§ **STATED EXERCISE**:
Rewrite the paragraph of the text on chromate films that begins "The chemistry involves" as a short bulleted list, keeping its main facts.

§ **DOCUMENT EXTRACT**:
--------------------

Chromate films are chemical conversion coatings. The substrate metal participates in the coating reaction and becomes a component of the coating; and it has a profound influence on the properties of the coating.
Among the metals commercially chromated are zinc and cadmium electroplates; zinc die castings; hot-dipped galvanized steel; aluminum (in almost every conceivable form); and sometimes copper and silver alloys. Chromate coatings improve corrosion resistance and appearance of metals and adhesion of organic topcoats.
The chemistry involves reaction between the metal surface and an aqueous solution containing chromates and certain activator ions. Activators include sulfates, chlorides, fluorides, phosphates and complex cyanides. Normally a given chromate is designed to work on a particular metal; but in a few cases there are solutions that will work on two or more. For example, certain chromates for zinc electroplate will also coat cadmium and may be suitable for zinc die castings.
The solutions for chromating are acidic. A simplified reaction proceeds along these lines:
- Metal at the interface is dissolved by the acid and enters solution as metal ions.
- There is a local rise in pH (lowering acid content) in the immediate vicinity of the interface.

--------------------

§ **EXTRACTED MATERIAL**:
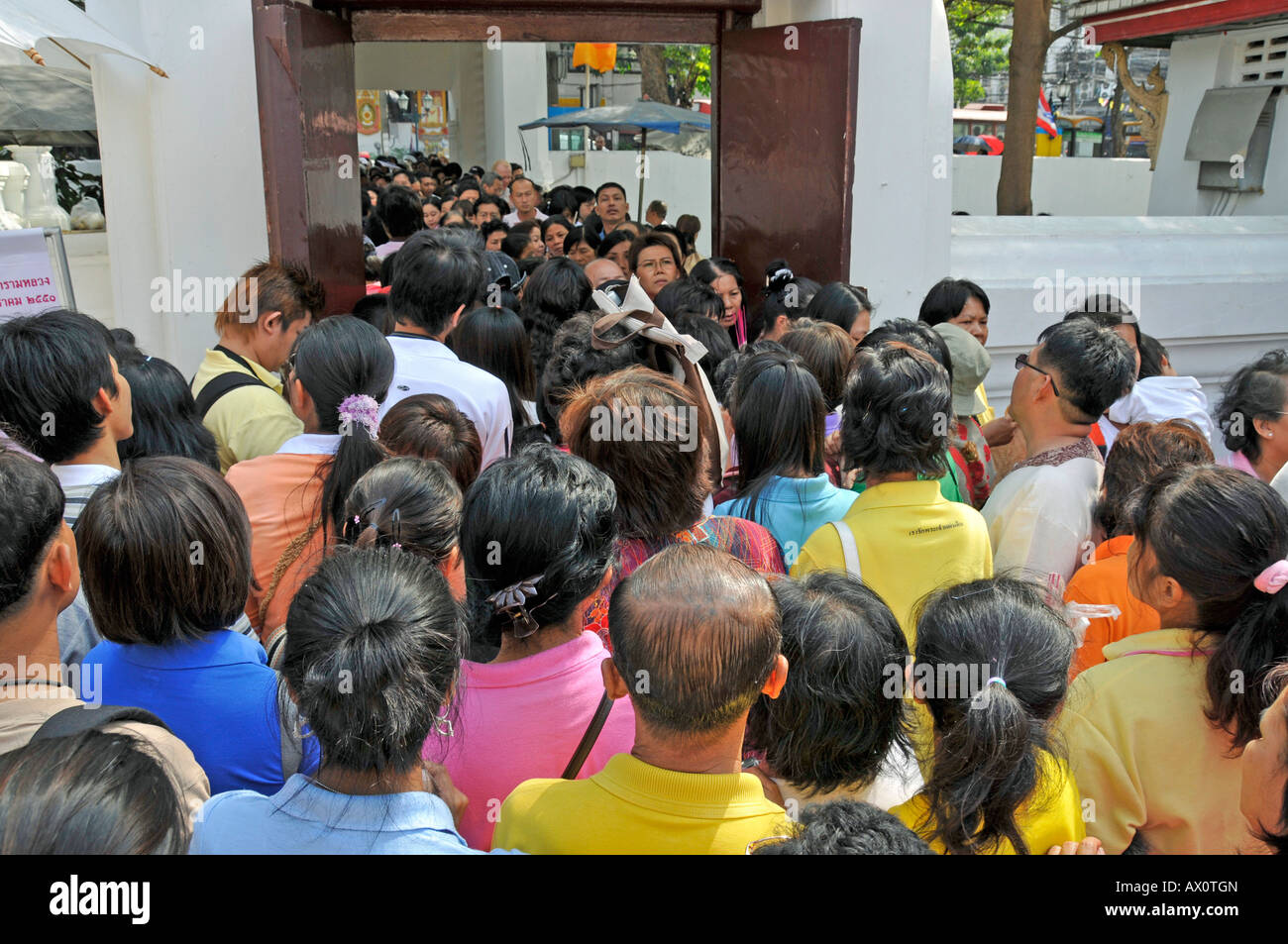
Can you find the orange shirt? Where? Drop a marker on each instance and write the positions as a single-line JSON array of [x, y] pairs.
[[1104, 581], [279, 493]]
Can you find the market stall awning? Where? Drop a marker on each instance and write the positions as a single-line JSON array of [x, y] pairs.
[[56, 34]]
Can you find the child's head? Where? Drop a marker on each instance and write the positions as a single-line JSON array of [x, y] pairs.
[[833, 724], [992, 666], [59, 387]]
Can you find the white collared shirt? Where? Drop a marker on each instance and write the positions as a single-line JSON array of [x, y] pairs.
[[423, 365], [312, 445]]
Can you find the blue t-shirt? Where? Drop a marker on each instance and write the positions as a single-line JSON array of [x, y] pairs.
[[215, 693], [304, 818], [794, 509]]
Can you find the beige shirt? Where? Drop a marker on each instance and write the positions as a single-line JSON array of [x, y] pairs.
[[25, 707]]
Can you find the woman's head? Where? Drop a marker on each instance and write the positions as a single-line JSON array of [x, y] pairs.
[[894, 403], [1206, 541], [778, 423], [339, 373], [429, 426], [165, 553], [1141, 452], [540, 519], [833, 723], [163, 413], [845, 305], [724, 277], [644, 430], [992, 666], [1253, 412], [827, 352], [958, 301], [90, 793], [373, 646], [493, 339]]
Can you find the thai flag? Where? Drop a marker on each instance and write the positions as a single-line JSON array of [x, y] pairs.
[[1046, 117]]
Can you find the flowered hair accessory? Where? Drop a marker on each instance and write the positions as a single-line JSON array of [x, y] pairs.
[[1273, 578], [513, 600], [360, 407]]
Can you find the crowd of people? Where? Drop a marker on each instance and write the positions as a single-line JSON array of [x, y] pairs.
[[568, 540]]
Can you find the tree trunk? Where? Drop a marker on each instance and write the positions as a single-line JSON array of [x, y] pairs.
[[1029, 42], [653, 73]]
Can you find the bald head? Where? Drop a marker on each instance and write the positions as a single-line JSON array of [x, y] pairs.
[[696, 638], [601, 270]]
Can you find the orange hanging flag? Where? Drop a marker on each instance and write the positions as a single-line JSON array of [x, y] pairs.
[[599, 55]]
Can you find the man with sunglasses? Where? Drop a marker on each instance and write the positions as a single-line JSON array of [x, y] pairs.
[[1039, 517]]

--------------------

§ **TASK RESULT**:
- Chromating is a reaction between the metal surface and an aqueous solution of chromates and certain activator ions.
- Activators include sulfates, chlorides, fluorides, phosphates and complex cyanides.
- A given chromate is normally designed for one particular metal, though a few solutions work on two or more.
- For example, certain chromates for zinc electroplate also coat cadmium and may suit zinc die castings.